■ PROBLEM
Swap "plant" for "shrub" in the records, starting at the line that contains "Bet you can't find the folded" and ending at the line that contains "[193,144,197,192]". Give only those lines again, with nothing else altered.

## start INPUT RECORDS

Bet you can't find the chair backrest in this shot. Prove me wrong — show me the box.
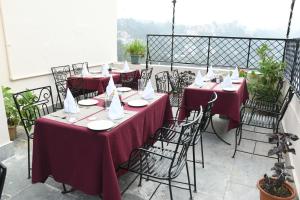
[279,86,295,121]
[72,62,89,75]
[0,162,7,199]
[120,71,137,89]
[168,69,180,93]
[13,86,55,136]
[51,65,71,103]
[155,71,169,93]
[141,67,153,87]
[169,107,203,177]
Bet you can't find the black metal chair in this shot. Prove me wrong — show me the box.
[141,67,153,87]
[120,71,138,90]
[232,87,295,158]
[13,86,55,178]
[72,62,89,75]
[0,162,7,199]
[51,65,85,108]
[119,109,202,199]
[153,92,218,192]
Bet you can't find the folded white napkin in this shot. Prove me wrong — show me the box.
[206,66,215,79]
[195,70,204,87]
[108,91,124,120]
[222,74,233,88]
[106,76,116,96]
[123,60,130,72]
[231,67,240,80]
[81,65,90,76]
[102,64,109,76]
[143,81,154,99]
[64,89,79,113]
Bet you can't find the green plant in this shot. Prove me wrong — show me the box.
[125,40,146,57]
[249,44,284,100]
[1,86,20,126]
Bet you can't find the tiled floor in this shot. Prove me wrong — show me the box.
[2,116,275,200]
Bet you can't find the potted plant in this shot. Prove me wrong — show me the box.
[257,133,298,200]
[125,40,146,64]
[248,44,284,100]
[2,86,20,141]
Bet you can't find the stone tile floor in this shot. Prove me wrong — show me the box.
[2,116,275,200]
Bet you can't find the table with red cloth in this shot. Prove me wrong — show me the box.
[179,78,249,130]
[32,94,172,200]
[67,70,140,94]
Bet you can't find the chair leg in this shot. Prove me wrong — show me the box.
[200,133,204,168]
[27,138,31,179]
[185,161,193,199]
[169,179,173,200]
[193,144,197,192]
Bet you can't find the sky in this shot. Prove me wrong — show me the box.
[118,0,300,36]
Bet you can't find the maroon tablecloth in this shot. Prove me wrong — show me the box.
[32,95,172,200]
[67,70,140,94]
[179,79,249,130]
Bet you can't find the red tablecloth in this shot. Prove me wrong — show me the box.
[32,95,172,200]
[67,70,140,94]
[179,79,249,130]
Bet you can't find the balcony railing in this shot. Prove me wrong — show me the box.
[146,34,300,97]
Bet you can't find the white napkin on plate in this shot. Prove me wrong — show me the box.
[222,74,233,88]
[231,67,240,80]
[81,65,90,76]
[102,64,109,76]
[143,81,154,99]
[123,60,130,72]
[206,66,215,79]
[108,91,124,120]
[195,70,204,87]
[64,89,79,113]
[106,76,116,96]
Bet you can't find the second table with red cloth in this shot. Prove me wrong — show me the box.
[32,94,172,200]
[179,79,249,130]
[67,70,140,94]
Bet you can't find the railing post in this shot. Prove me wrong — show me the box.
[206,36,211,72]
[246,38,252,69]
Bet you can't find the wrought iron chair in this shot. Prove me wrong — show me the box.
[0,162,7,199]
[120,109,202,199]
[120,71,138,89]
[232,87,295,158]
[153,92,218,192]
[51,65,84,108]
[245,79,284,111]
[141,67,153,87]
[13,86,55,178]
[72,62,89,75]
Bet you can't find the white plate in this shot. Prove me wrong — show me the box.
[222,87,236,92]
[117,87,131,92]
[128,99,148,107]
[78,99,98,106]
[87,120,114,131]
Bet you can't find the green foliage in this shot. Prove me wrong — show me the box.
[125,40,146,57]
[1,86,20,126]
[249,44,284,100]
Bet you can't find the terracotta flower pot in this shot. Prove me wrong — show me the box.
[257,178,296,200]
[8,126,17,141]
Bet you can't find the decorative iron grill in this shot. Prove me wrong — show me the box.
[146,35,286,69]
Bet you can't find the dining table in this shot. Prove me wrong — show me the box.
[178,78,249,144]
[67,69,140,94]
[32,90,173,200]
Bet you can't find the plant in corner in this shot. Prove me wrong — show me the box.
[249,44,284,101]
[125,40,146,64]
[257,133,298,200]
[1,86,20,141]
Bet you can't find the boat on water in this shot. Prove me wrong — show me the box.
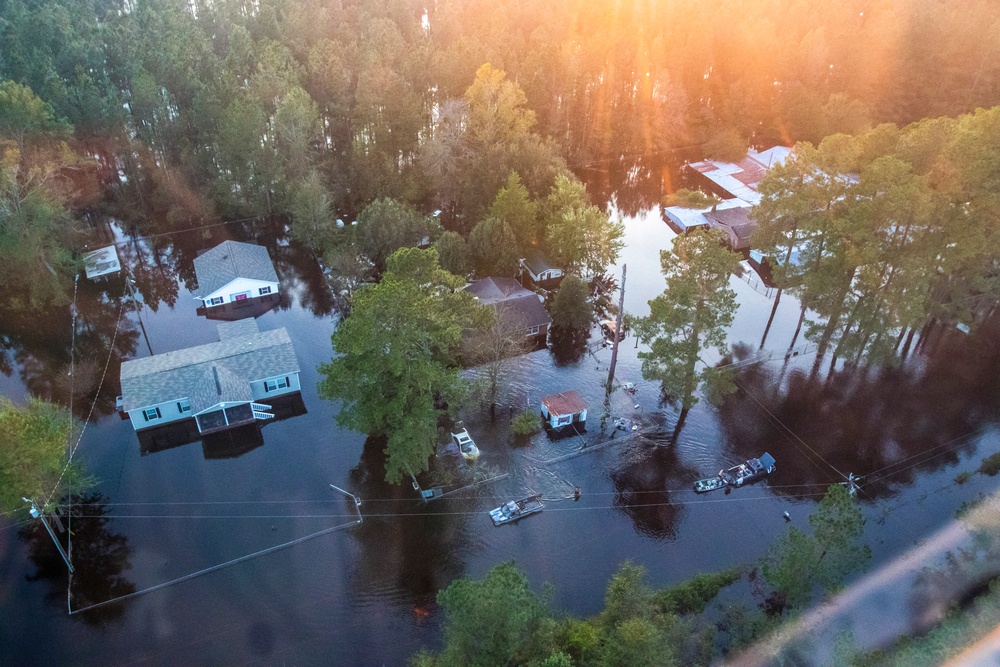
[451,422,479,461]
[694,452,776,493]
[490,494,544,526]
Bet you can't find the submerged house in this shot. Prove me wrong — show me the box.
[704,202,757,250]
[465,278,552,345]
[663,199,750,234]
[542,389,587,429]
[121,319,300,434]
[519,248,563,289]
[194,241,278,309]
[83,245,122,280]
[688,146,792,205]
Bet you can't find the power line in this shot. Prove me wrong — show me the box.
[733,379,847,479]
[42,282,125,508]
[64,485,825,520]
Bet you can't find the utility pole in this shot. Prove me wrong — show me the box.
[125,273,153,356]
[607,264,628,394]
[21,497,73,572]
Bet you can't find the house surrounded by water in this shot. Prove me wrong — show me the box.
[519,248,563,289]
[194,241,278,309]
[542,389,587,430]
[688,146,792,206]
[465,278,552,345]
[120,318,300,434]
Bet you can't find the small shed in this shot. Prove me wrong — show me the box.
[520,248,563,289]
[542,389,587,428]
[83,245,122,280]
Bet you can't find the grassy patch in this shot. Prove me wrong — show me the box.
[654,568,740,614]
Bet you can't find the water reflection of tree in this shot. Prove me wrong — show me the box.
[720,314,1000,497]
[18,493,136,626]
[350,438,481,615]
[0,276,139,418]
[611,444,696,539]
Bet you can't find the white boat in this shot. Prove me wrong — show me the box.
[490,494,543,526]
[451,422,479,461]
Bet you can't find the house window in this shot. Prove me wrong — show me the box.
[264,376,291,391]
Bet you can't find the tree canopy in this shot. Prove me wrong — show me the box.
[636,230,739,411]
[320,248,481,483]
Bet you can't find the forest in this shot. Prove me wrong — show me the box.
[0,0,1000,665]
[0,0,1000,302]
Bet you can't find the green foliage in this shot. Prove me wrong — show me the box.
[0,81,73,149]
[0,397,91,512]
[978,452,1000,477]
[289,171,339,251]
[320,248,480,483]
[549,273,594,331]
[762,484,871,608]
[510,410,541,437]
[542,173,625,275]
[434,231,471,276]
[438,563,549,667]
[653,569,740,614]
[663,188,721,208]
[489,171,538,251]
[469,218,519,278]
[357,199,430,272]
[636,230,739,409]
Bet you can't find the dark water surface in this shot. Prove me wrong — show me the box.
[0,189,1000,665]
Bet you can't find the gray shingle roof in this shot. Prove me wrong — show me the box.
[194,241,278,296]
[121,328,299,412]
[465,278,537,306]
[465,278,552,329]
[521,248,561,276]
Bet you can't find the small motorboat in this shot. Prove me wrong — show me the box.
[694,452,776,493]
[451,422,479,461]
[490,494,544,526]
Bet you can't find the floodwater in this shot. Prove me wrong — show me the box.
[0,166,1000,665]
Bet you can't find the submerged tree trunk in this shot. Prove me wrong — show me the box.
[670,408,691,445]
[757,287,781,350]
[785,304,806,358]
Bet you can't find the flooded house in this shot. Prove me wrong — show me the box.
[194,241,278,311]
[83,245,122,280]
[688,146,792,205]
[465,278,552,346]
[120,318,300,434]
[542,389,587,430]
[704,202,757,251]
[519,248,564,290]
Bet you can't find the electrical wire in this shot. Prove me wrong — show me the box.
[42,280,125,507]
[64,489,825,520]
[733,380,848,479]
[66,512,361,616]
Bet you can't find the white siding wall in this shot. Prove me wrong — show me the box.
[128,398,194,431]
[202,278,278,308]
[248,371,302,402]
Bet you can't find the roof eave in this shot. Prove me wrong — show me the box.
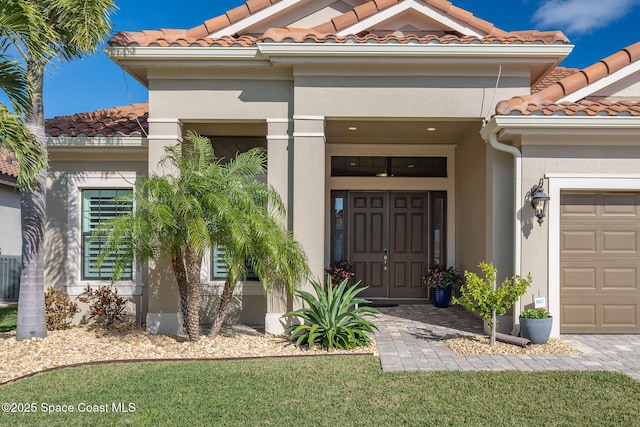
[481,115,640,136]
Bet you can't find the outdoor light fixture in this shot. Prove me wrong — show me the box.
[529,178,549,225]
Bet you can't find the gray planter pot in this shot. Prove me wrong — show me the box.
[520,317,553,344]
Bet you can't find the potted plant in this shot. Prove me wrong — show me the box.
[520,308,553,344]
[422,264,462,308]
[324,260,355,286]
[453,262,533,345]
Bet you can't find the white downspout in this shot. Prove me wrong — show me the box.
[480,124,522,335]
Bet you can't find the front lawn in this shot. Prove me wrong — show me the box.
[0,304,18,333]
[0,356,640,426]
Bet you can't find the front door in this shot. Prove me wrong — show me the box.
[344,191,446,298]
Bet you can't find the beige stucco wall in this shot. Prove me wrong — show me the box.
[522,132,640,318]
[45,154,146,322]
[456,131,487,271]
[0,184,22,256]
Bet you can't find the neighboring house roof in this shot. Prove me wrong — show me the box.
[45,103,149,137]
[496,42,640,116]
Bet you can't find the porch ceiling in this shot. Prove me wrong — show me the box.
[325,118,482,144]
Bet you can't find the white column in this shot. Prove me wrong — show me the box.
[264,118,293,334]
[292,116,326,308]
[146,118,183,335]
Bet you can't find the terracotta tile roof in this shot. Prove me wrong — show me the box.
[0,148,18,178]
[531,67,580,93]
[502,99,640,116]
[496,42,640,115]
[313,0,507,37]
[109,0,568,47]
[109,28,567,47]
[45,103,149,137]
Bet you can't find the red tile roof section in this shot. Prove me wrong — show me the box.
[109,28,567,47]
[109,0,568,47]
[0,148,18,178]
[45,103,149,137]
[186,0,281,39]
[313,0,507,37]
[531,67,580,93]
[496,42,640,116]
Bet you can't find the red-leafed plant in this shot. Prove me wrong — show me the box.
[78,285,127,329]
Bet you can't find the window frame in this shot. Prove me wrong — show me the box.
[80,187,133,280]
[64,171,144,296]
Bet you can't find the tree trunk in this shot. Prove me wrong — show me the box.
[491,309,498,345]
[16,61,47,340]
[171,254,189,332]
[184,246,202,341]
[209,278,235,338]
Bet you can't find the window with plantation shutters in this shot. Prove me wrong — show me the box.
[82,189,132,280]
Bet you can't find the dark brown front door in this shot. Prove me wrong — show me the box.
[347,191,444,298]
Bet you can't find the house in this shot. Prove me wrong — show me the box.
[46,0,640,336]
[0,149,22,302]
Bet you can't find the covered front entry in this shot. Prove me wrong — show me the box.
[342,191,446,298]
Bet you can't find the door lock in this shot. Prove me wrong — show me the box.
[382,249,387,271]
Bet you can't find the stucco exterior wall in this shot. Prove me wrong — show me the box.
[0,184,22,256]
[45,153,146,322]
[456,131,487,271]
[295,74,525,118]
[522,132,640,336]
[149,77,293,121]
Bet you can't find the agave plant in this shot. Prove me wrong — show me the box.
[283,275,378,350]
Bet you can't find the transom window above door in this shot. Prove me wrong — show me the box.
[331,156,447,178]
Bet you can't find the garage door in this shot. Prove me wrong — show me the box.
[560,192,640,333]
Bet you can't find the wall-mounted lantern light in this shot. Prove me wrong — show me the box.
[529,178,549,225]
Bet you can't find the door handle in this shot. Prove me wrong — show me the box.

## end INPUT RECORDS

■ SOLVED PROBLEM
Bet you can't find the folded white napkin in this shot. Prove me wrong — show me the box.
[206,66,215,79]
[195,70,204,87]
[108,91,124,120]
[222,74,233,88]
[106,76,116,96]
[123,60,130,72]
[231,67,240,80]
[81,65,90,76]
[102,64,109,76]
[143,81,154,99]
[64,89,79,113]
Bet you can't find the green shrub in this shot. Prove me wrong — show me the box.
[125,40,146,57]
[249,44,284,100]
[1,86,20,126]
Bet you can't find the tiled floor in this shot. Prove me wrong — show me the box.
[2,116,275,200]
Bet you can't find the potted shrub in this shot. Prove me wrong — show me the box.
[257,133,298,200]
[125,40,146,64]
[248,44,284,100]
[2,86,20,141]
Bet you can't find the stone tile floor in this shot. Prove me wrong — show me the box.
[2,116,275,200]
Bet you can't find the table with red cloth in this shot. Prove me wrong — show me the box.
[179,78,249,130]
[32,94,172,200]
[67,70,140,94]
Bet you can't find the chair leg in this shot. Prove me wrong — show me the box.
[200,133,204,168]
[27,138,31,179]
[185,161,193,199]
[169,179,173,200]
[193,144,197,192]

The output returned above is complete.